◆ **Your goal**: Each entry should be quoted word for word, including every mark of punctuation.

Excerpts of location labeling data:
## Begin
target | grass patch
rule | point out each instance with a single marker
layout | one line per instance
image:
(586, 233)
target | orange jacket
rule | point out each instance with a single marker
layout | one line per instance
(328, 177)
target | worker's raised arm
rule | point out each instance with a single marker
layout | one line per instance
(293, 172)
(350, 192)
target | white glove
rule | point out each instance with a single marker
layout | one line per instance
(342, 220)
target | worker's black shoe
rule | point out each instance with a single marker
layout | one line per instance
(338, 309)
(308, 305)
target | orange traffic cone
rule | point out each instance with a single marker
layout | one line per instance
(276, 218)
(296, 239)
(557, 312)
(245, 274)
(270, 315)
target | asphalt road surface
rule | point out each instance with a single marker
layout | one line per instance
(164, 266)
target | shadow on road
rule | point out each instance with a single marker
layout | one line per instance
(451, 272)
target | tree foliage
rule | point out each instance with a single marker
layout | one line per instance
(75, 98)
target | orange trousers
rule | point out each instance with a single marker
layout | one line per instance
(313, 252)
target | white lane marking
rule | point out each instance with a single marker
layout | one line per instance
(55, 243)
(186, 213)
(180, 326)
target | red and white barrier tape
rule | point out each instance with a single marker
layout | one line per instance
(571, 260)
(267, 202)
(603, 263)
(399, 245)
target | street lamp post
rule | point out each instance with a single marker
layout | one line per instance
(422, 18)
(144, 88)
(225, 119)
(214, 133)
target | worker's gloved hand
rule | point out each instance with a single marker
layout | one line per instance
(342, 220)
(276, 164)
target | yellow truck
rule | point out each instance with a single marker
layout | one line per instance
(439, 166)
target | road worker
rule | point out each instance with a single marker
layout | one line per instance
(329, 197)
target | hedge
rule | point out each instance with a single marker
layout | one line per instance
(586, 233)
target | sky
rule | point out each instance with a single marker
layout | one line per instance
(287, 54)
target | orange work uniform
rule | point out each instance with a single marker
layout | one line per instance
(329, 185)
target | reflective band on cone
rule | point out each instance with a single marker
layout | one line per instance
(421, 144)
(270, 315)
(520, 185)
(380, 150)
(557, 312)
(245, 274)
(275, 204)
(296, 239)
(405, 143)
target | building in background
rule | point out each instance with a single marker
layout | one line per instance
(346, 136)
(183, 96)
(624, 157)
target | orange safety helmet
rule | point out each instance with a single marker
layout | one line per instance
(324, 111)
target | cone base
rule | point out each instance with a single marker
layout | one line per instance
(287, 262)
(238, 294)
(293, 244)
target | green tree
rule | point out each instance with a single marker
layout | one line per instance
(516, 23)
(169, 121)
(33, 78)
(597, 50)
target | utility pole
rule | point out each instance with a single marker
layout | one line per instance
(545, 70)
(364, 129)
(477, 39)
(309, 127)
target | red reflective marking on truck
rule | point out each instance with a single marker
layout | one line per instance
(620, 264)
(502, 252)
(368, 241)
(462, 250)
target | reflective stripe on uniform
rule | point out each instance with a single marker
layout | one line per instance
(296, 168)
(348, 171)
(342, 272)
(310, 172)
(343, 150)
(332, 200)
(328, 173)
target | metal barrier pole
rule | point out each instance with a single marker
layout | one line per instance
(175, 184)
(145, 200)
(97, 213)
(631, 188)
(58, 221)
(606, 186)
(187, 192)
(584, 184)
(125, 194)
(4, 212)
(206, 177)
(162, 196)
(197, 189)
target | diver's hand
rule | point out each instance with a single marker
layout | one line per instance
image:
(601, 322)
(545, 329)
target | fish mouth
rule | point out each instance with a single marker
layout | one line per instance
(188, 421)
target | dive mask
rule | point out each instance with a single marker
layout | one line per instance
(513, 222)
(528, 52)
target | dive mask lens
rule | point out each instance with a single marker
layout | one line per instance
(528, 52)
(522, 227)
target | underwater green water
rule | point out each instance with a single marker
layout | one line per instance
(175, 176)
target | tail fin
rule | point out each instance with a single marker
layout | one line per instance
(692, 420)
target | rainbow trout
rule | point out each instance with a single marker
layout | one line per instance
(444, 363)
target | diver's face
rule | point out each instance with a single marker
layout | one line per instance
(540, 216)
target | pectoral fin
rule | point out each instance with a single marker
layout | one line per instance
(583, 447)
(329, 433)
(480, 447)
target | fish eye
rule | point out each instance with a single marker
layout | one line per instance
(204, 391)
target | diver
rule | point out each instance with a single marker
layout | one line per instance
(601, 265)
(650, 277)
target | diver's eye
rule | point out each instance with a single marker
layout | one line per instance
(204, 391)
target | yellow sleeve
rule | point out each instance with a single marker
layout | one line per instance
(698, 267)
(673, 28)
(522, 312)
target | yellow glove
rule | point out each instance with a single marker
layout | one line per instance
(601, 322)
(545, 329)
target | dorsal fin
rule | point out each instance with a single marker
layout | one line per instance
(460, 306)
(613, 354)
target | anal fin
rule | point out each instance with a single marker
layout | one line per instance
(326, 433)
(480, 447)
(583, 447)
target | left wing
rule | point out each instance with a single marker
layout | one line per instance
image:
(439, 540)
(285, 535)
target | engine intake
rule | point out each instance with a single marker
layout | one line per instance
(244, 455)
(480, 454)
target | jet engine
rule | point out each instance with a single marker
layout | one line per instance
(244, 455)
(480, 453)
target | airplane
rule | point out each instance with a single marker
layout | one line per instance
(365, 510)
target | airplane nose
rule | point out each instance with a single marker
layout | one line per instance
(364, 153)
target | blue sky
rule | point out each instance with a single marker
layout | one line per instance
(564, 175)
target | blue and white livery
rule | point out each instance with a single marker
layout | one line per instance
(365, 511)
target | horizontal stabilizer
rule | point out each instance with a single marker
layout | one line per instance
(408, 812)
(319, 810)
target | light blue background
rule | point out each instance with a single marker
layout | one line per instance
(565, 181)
## End
◆ **Complete answer**:
target | grass patch
rule | point out each instance with a single marker
layout | one line per instance
image:
(586, 233)
target | orange jacket
rule | point out each instance with a single marker
layout | one line per instance
(328, 177)
target | worker's raised arm
rule | point out each instance with a single marker
layout | one line per instance
(293, 172)
(350, 192)
target | white glove
rule | point out each instance with a single marker
layout | one line per instance
(342, 220)
target | worker's black shoe
rule | point out each instance with a single marker
layout | one line per instance
(338, 309)
(308, 305)
target | orange traffic cone
rule | point out each instance with a single marker
layout | one line per instance
(276, 218)
(296, 239)
(557, 312)
(245, 274)
(270, 315)
target | asphalt road surface
rule | point out each instance with a single marker
layout | one line per instance
(164, 266)
target | shadow on road
rule | point out each instance with a single marker
layout | one line per instance
(451, 272)
target | tree foliage
rule | point out each instance with a single marker
layout | one line per instance
(75, 98)
target | orange trousers
rule | point out each instance with a single marker
layout | one line per instance
(313, 252)
target | white lane marking
rule | point out each instance with a single marker
layout | one line per instance
(55, 243)
(186, 213)
(180, 326)
target | red and white barrier tape
rule | point out each instance with a single marker
layout | one line per instance
(571, 260)
(267, 202)
(603, 263)
(399, 245)
target | street lamp post
rule | point out each instance with a single marker
layout | one line per instance
(422, 18)
(144, 88)
(225, 119)
(214, 133)
target | worker's gloved hand
rule | point out each instance with a single marker
layout | one line per instance
(342, 220)
(276, 164)
target | yellow truck
rule | point out each instance with a single marker
layout | one line per instance
(439, 166)
target | road worker
rule | point out each instance with a single marker
layout | one line per instance
(329, 197)
target | hedge
rule | point out each instance with a single marker
layout | one line per instance
(586, 233)
target | sky
rule | point out each instance with a single marker
layout | one line per instance
(287, 54)
target | orange work uniform
rule | point out each instance with a single marker
layout | one line per instance
(329, 185)
target | reflective band on cone
rule | point out each instance with a single marker
layout | one line per instance
(421, 144)
(270, 315)
(520, 185)
(380, 150)
(557, 312)
(245, 274)
(275, 204)
(296, 239)
(405, 143)
target | building in background
rule | point out each instance with a single marker
layout | one line per instance
(346, 136)
(183, 96)
(624, 157)
target | orange safety helmet
rule | point out each instance with a single marker
layout | one line per instance
(324, 111)
target | cone base
rule | point out each instance with a single marker
layout | one line per instance
(287, 262)
(238, 294)
(293, 244)
target | green tree
rule | point out each instance with a single marker
layout | one line per instance
(516, 23)
(169, 121)
(33, 78)
(597, 50)
target | utility pole
rule | point out each instance with a single marker
layout | one line per instance
(545, 70)
(364, 129)
(477, 39)
(309, 127)
target | red reflective marking on truck
rule | point out each instance with a single marker
layout | one line per instance
(620, 264)
(502, 252)
(368, 241)
(462, 250)
target | reflective stripe on uniform
rule | point out each instance with a single marker
layout | one line per instance
(296, 168)
(348, 171)
(342, 272)
(310, 172)
(343, 150)
(332, 200)
(328, 173)
target | metal barrier pole
rule | point out each instance with a single marker
layout | one line per instance
(175, 184)
(145, 200)
(97, 213)
(631, 188)
(58, 221)
(606, 186)
(187, 192)
(584, 184)
(125, 194)
(4, 212)
(206, 177)
(162, 196)
(197, 189)
target | diver's hand
rule | point out each instance with a single marker
layout | one line per instance
image:
(601, 322)
(545, 329)
target | fish mouth
rule | point out each instance with a single marker
layout | one line per instance
(188, 421)
target | dive mask
rule | point out each instance with a single marker
layout | one line per instance
(513, 222)
(528, 52)
target | dive mask lens
rule | point out each instance with a single marker
layout | one line per instance
(528, 52)
(522, 227)
target | underwater green water
rule | point out each instance with a single marker
layout | one line per instance
(175, 176)
target | tail fin
rule | point out each instance with a single marker
layout | one line per instance
(692, 420)
target | rainbow trout
rule | point out each instance with a single marker
layout | one line per instance
(444, 363)
target | diver's face
rule | point out each instance with a single marker
layout | one line per instance
(540, 216)
target | pectoral fin
rule | point out each instance with a single marker
layout | one line per instance
(583, 447)
(329, 433)
(480, 447)
target | fish eye
rule | point out each instance with a single marker
layout | one line per instance
(204, 391)
target | diver
rule | point out each instance with a single marker
layout | one line per instance
(601, 265)
(650, 277)
target | diver's eye
rule | point out each instance with a single marker
layout | one line per instance
(204, 391)
target | yellow sleeve
rule | point out each instance with a single marker
layout | one line per instance
(698, 267)
(673, 28)
(522, 312)
target | yellow glove
rule | point out each instance with a single marker
layout | one line per instance
(601, 322)
(545, 329)
target | dorsal fin
rule | point out each instance with a single marker
layout | one line per instance
(460, 306)
(613, 354)
target | anal fin
rule | point out each instance with a single marker
layout | one line per instance
(326, 433)
(480, 447)
(583, 447)
target | left wing
rule | point out each instance with a single marker
layout | one line per instance
image:
(439, 540)
(285, 535)
target | engine intake
rule | point out each instance with a single marker
layout | one line per instance
(244, 455)
(480, 454)
target | jet engine
rule | point out each instance with a single marker
layout | one line per instance
(244, 455)
(480, 453)
target | airplane
rule | point out each instance with a single marker
layout | one line per instance
(365, 510)
target | airplane nose
rule | point out each instance with a single marker
layout | one line per instance
(364, 153)
target | blue sky
rule | point out each instance with a single marker
layout | one line per instance
(564, 175)
target | blue and white livery
rule | point out each instance with a single marker
layout | one line per instance
(365, 511)
target | horizontal stabilizer
rule | point out each instance with a single marker
layout | one line per instance
(408, 812)
(319, 810)
target | light blue background
rule | point out each instance with a single marker
layout | one line per instance
(565, 181)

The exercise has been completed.